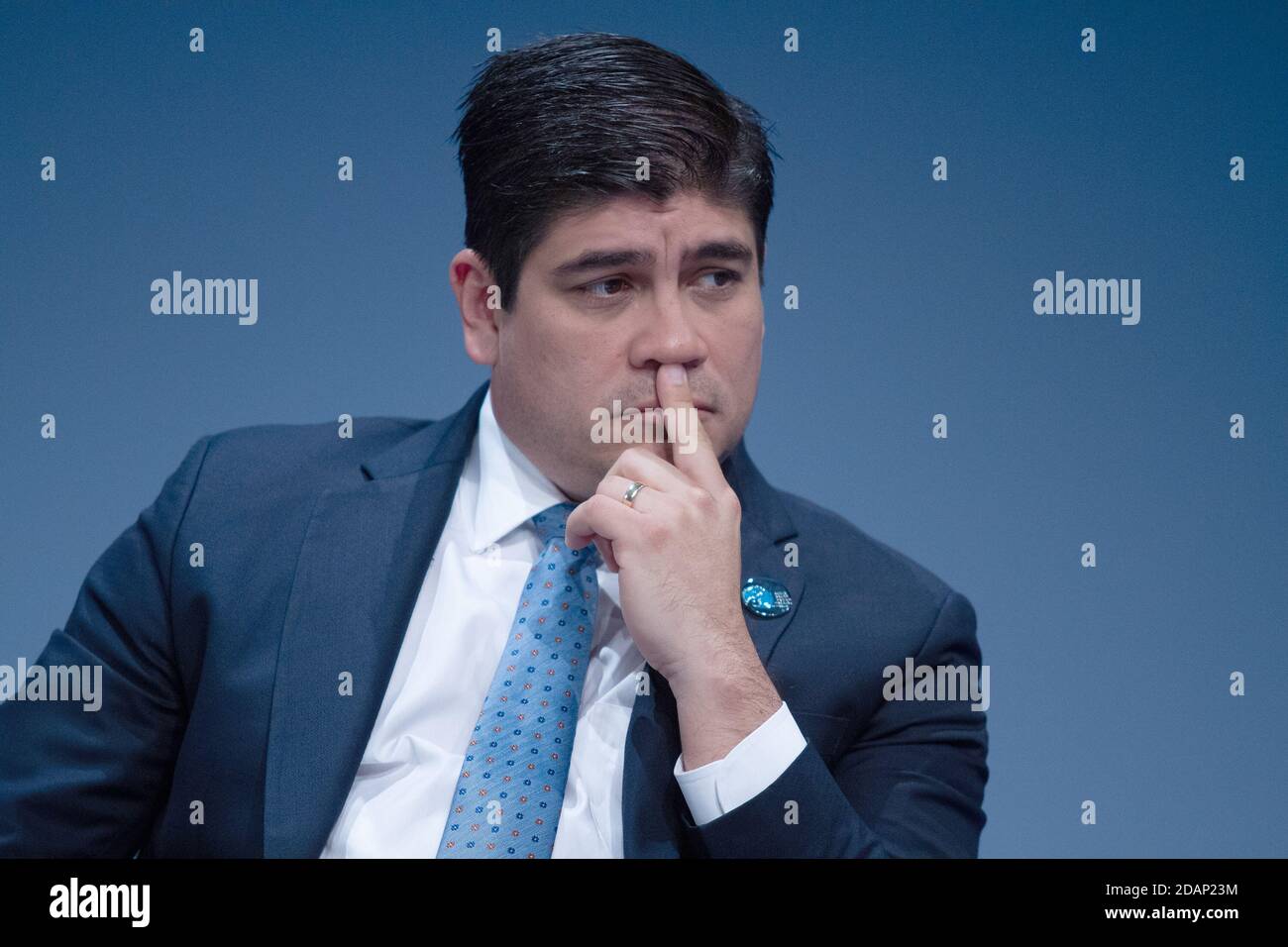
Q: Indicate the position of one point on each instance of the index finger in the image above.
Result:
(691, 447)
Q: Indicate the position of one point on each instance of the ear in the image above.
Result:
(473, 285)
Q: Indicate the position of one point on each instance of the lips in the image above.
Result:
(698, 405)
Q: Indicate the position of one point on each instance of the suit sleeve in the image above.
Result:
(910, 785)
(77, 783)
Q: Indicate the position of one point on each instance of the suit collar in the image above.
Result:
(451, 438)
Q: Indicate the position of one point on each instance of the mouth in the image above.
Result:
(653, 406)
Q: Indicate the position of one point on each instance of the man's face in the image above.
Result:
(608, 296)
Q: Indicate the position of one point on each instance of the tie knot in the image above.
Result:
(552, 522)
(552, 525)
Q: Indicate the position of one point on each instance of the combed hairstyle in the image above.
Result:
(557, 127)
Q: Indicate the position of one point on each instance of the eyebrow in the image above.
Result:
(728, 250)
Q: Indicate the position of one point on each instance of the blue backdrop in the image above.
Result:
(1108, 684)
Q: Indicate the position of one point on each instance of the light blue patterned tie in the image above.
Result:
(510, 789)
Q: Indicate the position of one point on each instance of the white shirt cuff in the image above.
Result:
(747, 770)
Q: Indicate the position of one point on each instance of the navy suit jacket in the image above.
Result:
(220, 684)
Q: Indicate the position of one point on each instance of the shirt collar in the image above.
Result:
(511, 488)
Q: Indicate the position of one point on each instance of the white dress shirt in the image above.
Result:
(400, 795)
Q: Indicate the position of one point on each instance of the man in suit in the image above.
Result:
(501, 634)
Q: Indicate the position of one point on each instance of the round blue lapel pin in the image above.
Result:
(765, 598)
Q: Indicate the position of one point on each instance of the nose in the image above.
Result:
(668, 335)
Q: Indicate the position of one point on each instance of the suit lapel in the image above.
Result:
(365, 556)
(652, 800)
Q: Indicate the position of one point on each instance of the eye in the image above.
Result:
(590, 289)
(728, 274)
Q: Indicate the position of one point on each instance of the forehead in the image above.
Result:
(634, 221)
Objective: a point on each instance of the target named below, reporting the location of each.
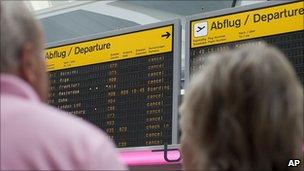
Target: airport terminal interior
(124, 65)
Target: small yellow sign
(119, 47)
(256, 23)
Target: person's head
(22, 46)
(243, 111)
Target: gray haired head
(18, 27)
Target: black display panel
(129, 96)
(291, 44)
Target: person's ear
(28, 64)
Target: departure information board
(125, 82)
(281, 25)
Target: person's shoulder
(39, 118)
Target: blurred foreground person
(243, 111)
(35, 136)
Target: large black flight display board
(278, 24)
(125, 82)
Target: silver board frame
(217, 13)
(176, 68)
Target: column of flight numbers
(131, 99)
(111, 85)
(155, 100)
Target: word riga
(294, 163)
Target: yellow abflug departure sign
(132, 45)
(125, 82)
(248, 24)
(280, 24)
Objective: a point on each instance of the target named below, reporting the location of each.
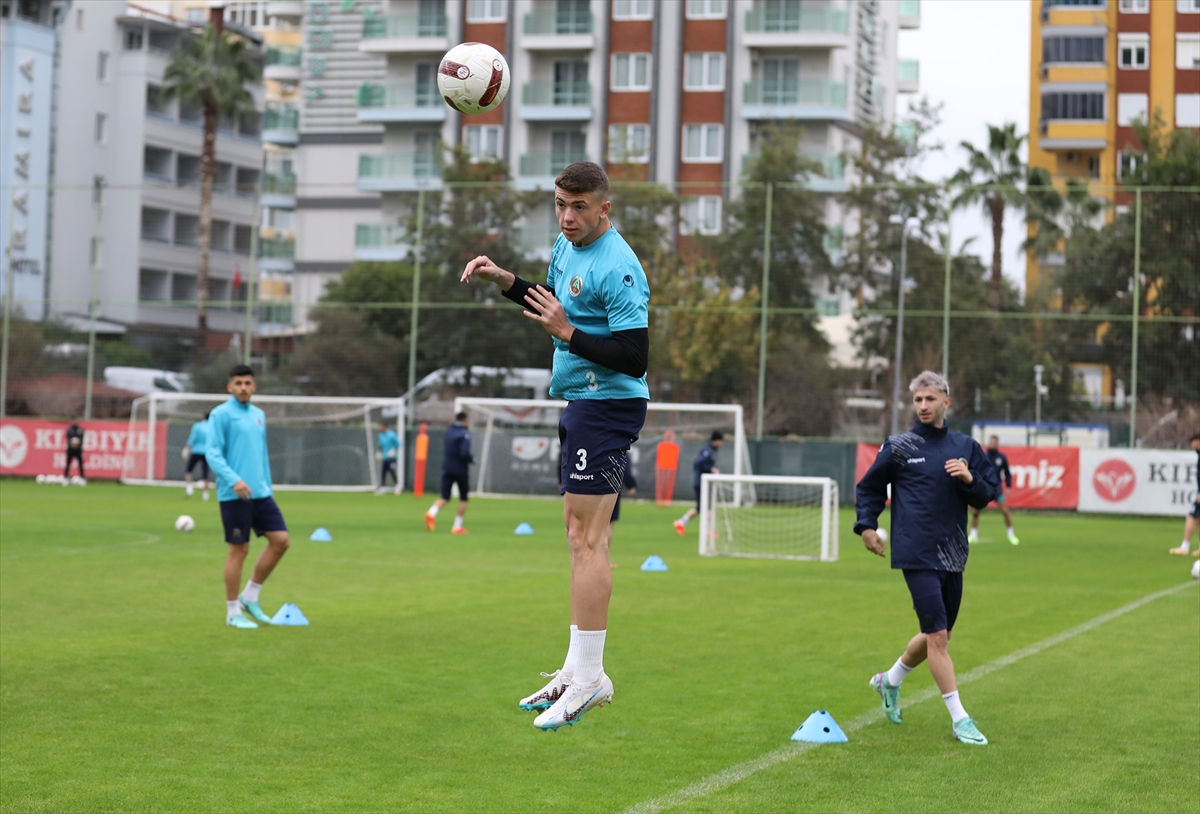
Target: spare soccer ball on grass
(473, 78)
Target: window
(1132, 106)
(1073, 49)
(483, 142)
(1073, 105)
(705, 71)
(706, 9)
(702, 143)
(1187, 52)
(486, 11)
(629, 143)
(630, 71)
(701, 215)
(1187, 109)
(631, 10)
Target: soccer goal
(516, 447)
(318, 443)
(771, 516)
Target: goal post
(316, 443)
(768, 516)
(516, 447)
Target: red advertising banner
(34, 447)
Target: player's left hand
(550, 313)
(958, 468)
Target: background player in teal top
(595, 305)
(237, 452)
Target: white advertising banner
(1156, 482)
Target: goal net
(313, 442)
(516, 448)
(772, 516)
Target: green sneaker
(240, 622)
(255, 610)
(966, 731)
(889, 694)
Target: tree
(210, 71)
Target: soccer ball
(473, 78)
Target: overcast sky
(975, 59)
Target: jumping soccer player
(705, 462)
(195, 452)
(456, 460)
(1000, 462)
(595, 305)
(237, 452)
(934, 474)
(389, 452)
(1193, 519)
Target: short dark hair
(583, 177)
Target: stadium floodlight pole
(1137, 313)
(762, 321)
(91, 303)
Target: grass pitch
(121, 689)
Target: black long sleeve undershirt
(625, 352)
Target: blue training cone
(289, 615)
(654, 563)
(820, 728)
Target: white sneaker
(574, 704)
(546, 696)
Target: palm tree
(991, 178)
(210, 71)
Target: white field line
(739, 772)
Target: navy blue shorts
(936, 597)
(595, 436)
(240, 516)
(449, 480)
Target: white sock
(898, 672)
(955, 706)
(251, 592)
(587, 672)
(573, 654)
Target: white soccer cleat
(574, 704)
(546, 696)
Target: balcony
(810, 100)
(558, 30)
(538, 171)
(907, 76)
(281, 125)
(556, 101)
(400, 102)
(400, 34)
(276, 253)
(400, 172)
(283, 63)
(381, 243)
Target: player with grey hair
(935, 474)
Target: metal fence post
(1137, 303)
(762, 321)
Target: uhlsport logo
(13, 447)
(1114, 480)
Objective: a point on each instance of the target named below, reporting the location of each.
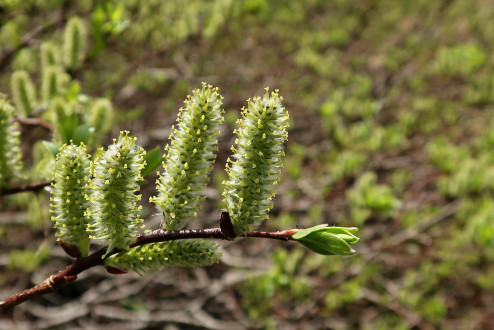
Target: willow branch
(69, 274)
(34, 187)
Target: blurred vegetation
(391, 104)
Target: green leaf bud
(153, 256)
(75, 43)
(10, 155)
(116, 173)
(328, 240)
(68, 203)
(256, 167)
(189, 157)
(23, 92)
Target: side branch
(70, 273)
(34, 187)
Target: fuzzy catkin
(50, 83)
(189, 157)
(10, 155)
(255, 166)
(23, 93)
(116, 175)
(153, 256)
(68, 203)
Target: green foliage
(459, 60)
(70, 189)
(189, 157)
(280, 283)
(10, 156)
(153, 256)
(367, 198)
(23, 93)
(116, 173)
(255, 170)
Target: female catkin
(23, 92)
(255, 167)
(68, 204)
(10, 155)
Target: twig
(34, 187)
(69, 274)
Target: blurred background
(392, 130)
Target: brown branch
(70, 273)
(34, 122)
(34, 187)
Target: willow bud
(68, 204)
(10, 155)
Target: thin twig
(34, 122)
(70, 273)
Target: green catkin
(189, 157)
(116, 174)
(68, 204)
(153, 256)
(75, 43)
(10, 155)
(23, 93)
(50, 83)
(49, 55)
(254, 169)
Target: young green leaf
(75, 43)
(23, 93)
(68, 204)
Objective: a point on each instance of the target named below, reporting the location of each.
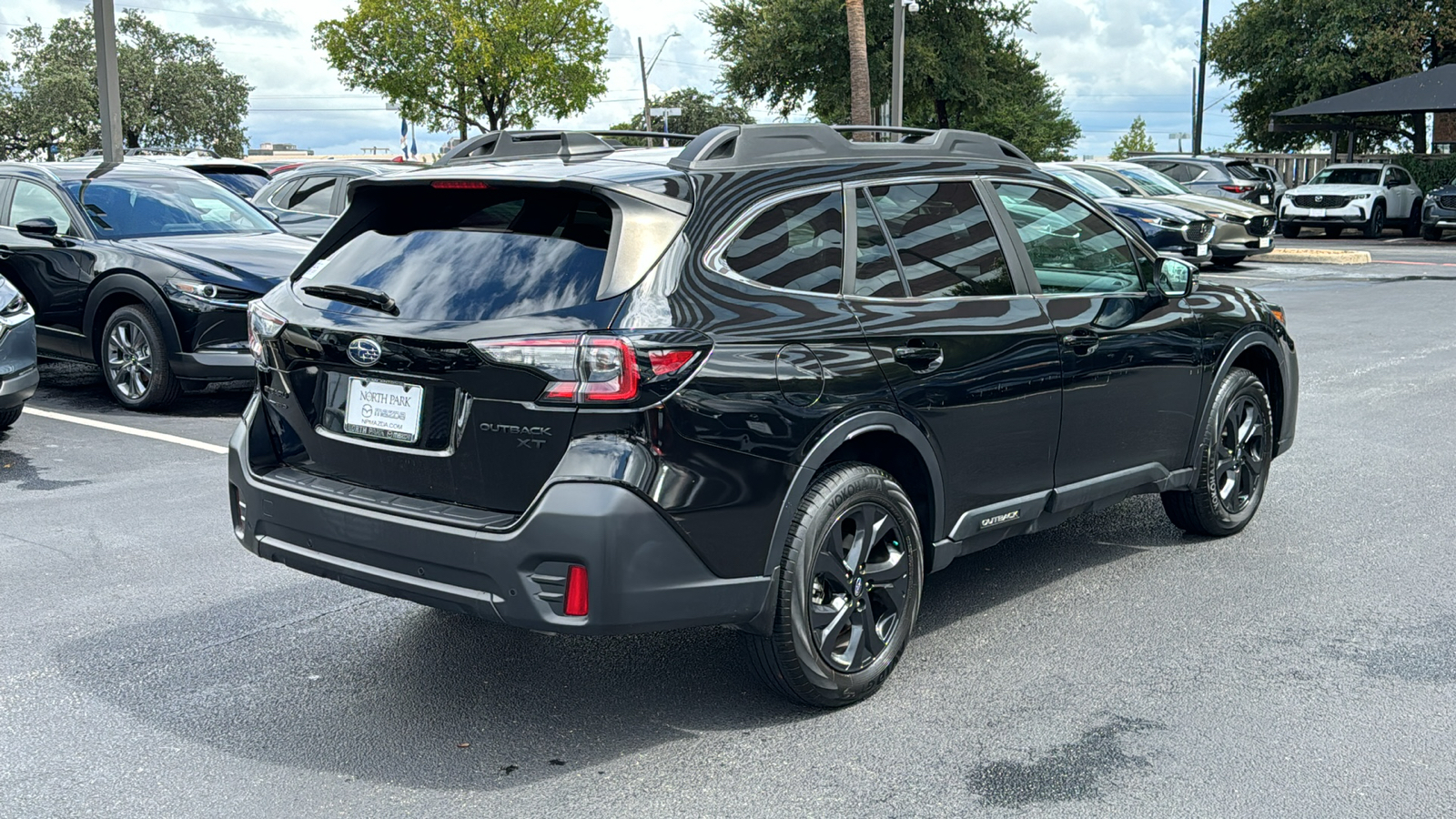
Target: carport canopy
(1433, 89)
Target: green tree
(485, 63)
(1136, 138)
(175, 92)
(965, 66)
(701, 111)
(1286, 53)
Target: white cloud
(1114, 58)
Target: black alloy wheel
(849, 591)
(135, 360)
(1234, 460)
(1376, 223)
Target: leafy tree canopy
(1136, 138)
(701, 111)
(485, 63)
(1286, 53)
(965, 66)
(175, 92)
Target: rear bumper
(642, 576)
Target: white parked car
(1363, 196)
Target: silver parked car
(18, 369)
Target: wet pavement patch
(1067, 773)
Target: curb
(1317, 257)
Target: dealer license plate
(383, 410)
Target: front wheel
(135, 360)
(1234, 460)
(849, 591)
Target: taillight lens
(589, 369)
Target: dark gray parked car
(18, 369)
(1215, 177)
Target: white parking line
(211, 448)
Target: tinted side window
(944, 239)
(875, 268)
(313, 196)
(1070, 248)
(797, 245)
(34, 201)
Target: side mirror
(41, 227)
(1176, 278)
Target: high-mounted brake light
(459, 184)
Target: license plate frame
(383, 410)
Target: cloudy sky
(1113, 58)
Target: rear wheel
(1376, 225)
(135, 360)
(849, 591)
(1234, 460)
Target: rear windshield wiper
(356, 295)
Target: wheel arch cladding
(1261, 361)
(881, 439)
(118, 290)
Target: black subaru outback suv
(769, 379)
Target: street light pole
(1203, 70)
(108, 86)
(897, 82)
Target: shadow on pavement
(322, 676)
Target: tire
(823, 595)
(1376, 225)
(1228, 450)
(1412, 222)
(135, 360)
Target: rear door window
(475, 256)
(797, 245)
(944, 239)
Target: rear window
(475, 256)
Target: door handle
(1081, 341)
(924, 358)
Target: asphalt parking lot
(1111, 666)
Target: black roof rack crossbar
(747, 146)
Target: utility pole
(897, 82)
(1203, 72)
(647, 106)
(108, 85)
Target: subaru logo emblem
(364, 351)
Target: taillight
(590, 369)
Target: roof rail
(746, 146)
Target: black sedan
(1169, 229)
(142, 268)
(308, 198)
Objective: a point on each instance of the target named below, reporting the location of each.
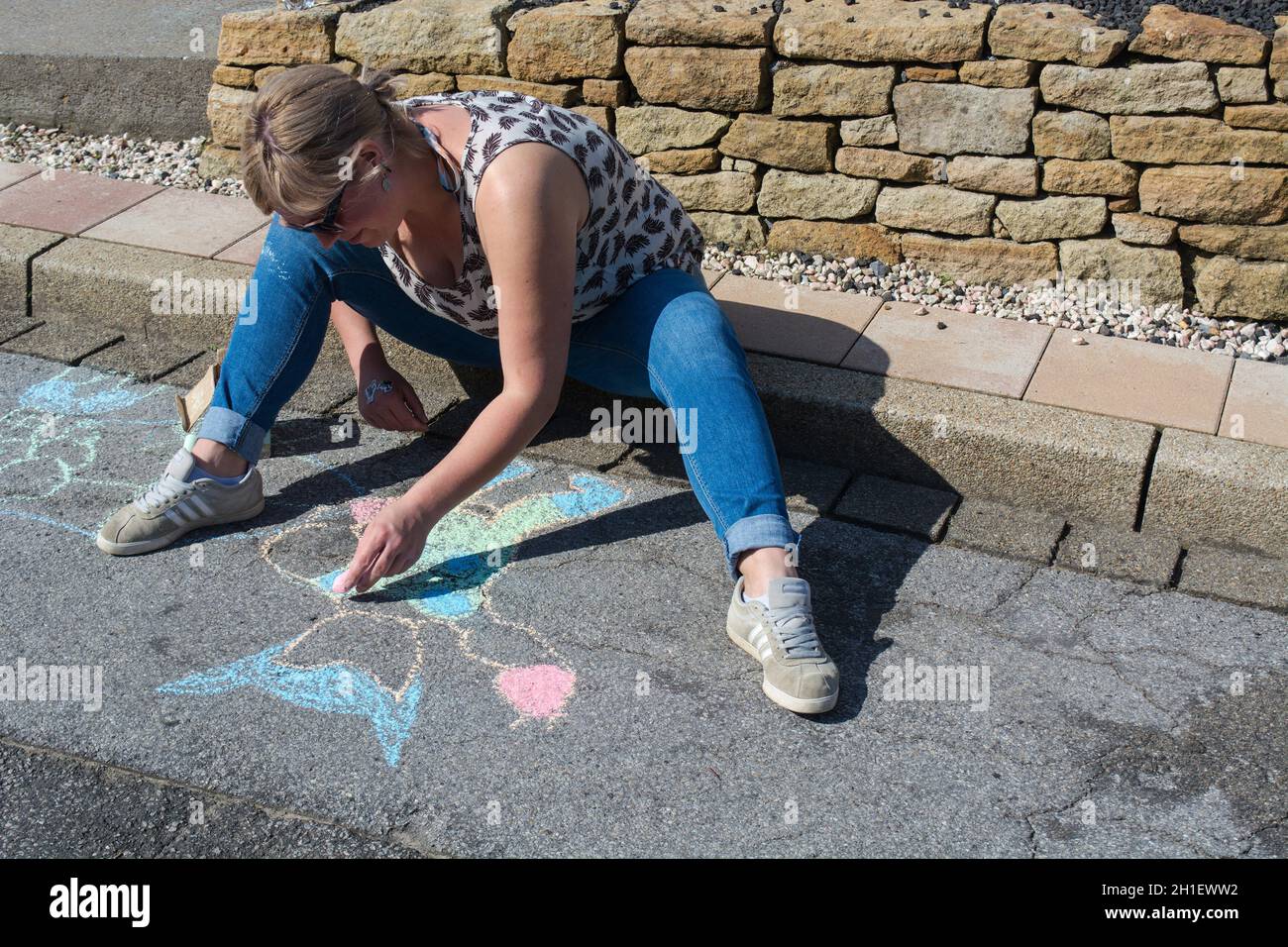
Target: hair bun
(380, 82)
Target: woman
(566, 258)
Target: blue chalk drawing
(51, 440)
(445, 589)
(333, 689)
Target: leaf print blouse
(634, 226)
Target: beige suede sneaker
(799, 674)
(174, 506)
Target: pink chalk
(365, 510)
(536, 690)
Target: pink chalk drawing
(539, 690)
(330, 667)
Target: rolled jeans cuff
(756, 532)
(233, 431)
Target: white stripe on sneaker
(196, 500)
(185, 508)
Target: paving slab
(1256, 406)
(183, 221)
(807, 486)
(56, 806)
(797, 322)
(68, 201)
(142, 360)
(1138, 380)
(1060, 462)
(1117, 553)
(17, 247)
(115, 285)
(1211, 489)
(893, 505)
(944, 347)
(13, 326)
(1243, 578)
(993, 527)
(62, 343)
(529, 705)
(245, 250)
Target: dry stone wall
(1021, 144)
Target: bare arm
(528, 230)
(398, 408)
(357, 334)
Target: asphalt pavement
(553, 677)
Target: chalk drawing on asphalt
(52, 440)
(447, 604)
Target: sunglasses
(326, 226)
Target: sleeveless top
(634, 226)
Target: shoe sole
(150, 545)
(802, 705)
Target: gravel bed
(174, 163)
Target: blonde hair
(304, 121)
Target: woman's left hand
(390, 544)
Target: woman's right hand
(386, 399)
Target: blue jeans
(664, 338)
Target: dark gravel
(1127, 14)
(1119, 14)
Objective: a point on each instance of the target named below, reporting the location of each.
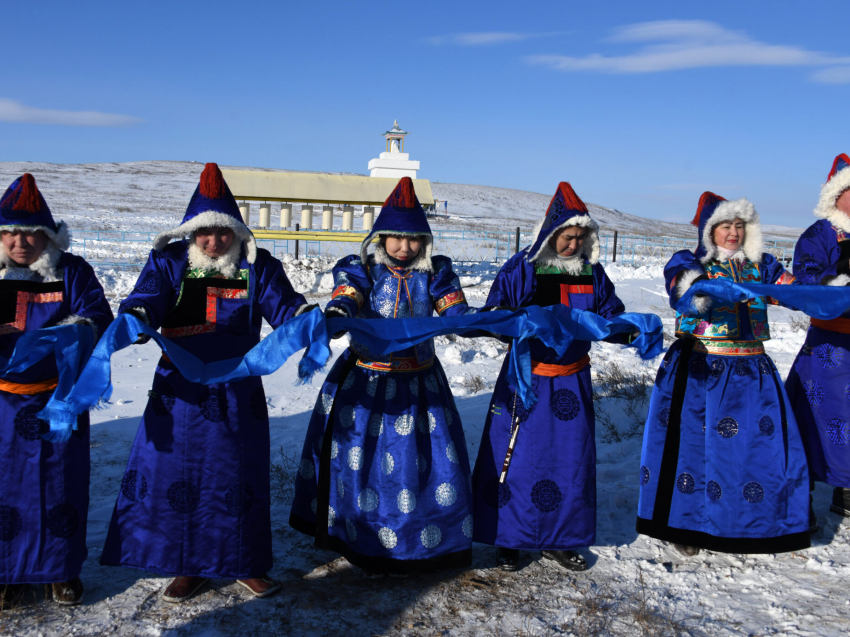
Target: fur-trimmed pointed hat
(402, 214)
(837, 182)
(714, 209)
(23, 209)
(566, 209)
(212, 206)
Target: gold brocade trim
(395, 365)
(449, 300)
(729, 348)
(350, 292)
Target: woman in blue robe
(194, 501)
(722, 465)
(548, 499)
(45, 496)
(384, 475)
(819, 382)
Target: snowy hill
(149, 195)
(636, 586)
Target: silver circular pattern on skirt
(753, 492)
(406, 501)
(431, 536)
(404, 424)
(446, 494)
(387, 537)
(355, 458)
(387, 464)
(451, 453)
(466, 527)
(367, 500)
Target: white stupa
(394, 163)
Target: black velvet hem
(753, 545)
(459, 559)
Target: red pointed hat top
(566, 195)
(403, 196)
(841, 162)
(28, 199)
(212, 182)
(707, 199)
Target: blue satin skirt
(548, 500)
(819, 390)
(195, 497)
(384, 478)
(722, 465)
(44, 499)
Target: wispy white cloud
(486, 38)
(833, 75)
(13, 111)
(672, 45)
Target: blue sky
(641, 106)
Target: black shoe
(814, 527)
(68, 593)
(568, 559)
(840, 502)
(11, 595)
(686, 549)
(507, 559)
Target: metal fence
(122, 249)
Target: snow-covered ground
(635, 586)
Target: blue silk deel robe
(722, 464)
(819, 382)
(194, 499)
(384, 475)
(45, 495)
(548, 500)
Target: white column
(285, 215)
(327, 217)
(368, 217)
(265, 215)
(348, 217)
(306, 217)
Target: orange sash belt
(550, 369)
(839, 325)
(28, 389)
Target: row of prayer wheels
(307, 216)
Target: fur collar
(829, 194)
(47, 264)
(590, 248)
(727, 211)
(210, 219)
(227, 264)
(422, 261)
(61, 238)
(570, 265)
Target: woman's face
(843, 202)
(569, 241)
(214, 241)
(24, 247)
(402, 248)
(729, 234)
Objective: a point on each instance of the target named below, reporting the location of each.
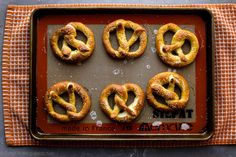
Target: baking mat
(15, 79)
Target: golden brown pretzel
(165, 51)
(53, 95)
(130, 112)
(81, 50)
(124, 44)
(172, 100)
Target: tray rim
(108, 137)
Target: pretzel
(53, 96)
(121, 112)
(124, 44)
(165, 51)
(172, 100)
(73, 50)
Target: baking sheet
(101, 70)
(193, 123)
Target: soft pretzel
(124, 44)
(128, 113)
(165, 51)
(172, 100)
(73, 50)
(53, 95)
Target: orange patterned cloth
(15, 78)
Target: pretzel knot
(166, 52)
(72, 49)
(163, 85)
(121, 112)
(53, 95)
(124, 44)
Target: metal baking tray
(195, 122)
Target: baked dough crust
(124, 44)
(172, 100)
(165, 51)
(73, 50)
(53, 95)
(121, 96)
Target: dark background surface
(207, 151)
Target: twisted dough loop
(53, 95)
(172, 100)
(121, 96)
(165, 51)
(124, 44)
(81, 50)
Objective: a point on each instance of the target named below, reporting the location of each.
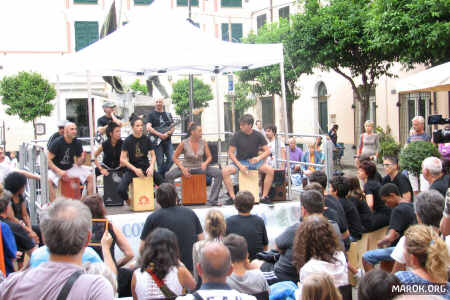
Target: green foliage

● ● ●

→ **YOUR ASSIGNMENT**
Using the records above, count how many lines include the word "suit", and reply only with that figure.

→ **TASK OUTPUT**
5